• [To do] Show all lines from the material that carry the word "below".

• [Record set]
#####

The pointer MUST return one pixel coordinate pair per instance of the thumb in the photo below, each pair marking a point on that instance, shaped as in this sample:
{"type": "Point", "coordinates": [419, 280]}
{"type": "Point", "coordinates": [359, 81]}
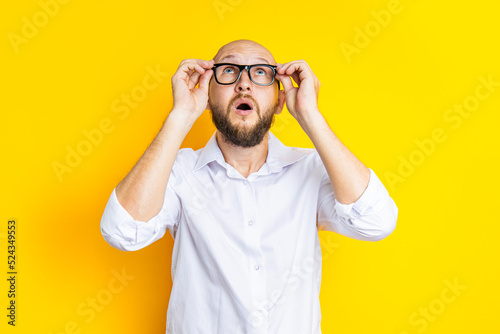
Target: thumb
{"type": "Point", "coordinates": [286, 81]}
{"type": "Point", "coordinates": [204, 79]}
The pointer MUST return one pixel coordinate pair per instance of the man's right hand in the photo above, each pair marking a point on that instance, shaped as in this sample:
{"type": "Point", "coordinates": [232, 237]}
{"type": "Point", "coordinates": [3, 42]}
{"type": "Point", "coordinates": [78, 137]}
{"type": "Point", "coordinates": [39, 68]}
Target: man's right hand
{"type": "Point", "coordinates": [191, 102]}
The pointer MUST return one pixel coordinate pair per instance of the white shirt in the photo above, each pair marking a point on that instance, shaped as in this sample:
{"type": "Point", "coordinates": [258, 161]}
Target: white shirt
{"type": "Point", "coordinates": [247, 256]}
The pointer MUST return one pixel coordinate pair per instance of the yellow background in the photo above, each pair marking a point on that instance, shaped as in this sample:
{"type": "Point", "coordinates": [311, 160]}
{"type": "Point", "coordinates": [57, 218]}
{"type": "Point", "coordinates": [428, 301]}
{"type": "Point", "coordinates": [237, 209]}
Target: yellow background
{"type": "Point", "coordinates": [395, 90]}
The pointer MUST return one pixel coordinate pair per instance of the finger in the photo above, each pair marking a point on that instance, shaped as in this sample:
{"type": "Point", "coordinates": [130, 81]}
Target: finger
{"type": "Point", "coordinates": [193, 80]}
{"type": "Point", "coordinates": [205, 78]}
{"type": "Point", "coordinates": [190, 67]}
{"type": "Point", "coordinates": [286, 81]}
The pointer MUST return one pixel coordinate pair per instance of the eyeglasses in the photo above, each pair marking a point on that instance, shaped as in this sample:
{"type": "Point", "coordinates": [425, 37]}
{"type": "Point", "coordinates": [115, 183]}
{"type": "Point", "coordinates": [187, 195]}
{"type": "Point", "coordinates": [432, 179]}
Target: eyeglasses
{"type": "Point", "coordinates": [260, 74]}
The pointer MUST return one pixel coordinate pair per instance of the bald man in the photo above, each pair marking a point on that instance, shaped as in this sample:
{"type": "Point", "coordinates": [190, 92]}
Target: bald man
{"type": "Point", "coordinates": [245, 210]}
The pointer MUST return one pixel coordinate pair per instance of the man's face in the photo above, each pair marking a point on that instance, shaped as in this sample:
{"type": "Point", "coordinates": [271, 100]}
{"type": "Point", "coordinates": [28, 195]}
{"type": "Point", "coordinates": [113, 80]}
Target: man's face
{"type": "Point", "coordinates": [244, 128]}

#####

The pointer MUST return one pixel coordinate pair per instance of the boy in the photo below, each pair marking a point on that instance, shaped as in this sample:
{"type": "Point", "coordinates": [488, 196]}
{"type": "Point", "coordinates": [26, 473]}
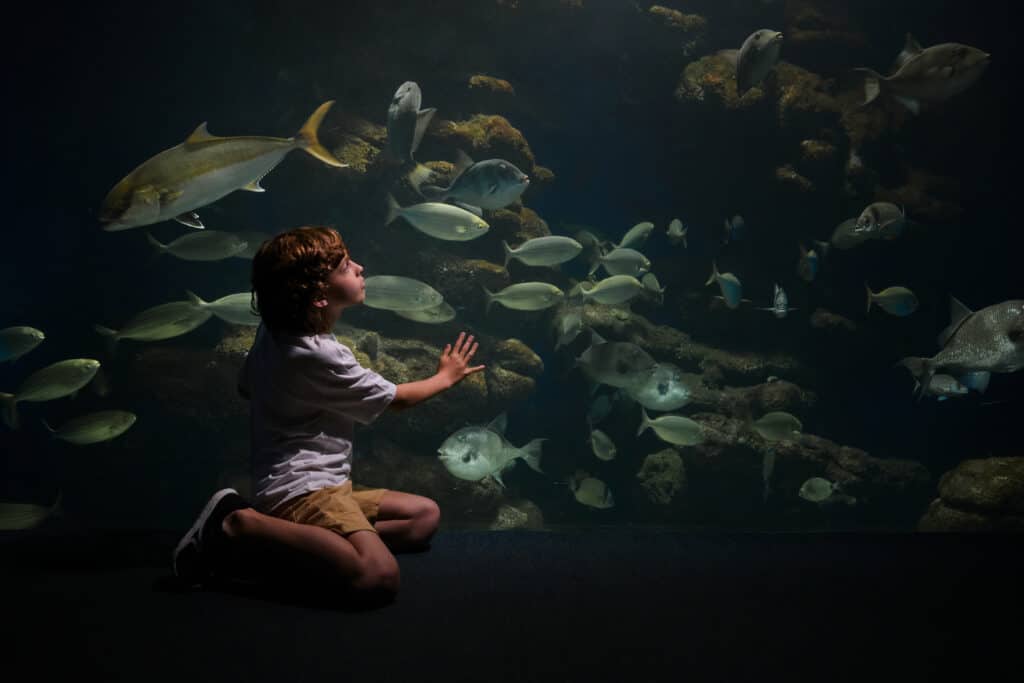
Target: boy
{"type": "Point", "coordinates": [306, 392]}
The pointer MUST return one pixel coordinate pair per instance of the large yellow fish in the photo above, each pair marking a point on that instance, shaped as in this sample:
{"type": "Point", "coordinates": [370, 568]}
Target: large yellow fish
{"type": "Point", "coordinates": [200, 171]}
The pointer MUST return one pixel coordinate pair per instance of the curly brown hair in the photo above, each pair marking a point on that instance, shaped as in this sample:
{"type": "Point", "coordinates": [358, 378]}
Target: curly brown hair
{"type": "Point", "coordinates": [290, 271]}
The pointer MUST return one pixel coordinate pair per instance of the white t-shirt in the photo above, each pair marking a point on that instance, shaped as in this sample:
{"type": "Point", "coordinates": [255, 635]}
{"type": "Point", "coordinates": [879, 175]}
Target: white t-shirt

#####

• [Result]
The pointer MUST return one pixel coordinate pair per instance of the thumb in the photo below, each pair marking a point on that instance, shaped as in this sample:
The pointer MUST return one pixel coordinate pair per instance of the boy in the photo below, each pair marking a point on that instance, shaped as in this sample:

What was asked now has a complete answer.